Each entry is to be restated word for word, with nothing omitted.

(Provided information)

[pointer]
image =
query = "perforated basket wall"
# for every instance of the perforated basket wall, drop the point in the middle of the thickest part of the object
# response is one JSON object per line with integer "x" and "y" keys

(End Provided information)

(Output for this exercise):
[pointer]
image =
query = "perforated basket wall"
# for every instance of the perforated basket wall, drop the point in the middle of the thickest part of the object
# response is one JSON object per line with integer "x" and "y" keys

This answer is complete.